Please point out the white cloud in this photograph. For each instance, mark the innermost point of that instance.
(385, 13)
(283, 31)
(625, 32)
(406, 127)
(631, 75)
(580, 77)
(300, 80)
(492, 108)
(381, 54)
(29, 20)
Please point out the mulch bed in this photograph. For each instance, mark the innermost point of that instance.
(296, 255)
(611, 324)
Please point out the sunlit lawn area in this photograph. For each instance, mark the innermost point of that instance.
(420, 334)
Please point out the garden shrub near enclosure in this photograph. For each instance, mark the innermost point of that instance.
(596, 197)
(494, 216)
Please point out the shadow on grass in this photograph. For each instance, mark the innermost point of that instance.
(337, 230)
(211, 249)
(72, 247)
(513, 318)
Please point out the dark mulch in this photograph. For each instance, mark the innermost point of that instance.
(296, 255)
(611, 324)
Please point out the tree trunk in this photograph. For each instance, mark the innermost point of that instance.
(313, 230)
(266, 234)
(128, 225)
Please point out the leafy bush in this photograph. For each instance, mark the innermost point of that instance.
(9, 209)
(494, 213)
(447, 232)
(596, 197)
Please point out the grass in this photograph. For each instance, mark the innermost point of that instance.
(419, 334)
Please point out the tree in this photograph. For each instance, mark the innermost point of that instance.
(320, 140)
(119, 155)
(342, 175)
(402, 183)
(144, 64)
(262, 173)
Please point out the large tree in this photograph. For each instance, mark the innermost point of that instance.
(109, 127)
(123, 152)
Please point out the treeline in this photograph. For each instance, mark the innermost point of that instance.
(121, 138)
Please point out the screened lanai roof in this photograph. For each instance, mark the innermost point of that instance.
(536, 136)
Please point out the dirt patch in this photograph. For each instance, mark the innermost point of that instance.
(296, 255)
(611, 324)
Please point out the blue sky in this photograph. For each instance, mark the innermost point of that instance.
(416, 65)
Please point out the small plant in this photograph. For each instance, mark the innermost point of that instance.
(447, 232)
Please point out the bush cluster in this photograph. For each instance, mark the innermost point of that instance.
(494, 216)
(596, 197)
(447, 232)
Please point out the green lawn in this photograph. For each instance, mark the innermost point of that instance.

_AIM_. Rewrite all of the material above, changing "innermost point" to "central point" wherever it occurs and leaving everything else as it is.

_ANSWER BELOW_.
Please point out the white cloud in this photograph. For each instance, mark the central point of that instance.
(385, 13)
(283, 31)
(625, 32)
(406, 127)
(631, 75)
(580, 77)
(300, 80)
(492, 108)
(381, 54)
(29, 20)
Please point out the mulch bed in this photograph. For each instance, mark the central point of that instance.
(296, 255)
(611, 324)
Please point out the sunlit lawn area in this photograph. For each instance, mark the central point of that instance.
(420, 334)
Please point out the garden shrub near enclosure in this photograph. For each instance, mark the central point of that instance.
(596, 197)
(494, 216)
Please point out the shadow on grass in this photograph. For each instance, mark the central point of that instance.
(337, 230)
(211, 249)
(72, 247)
(513, 318)
Please point out the dark mulch in this photograph. For each instance, mark the central point of that instance.
(296, 255)
(611, 324)
Please point out the tree trunk in this photograph. For each instance, mark the central point of that instance.
(313, 230)
(266, 234)
(128, 225)
Please point out the leafy bush in this photograph. For each instance, mark the central point of that instance.
(9, 209)
(494, 213)
(447, 232)
(596, 197)
Please point out the grass in this photograph. For each instance, mark the central point of that instance.
(419, 334)
Please point out the tree in this photograph. For each instance, mark the central point of that instance.
(320, 140)
(119, 155)
(342, 175)
(402, 183)
(144, 64)
(262, 173)
Please point out the large tree in this photograph. For each instance, mark the central point of that instance.
(109, 127)
(123, 152)
Please point out the treeline in this photograph. For each instance, mark the central point of that instance.
(121, 138)
Please point out the screened lanai roof in this photograph. For each instance, mark the central point of that instance.
(536, 136)
Please point out the dirt patch in this photograph. For each instance, mark the central point of that instance.
(296, 255)
(611, 324)
Please point out the blue sky in this photograph. For each instance, mark the central point of that instance.
(416, 65)
Please point out the small plant in this photograph. For each instance, mark the central point of that instance.
(447, 232)
Please point out the bush cluster in this photograph. For each instance, mark the central point of that instance.
(494, 216)
(596, 197)
(447, 232)
Please point out the green lawn in this photograph. For each instance, mark the central point of that instance.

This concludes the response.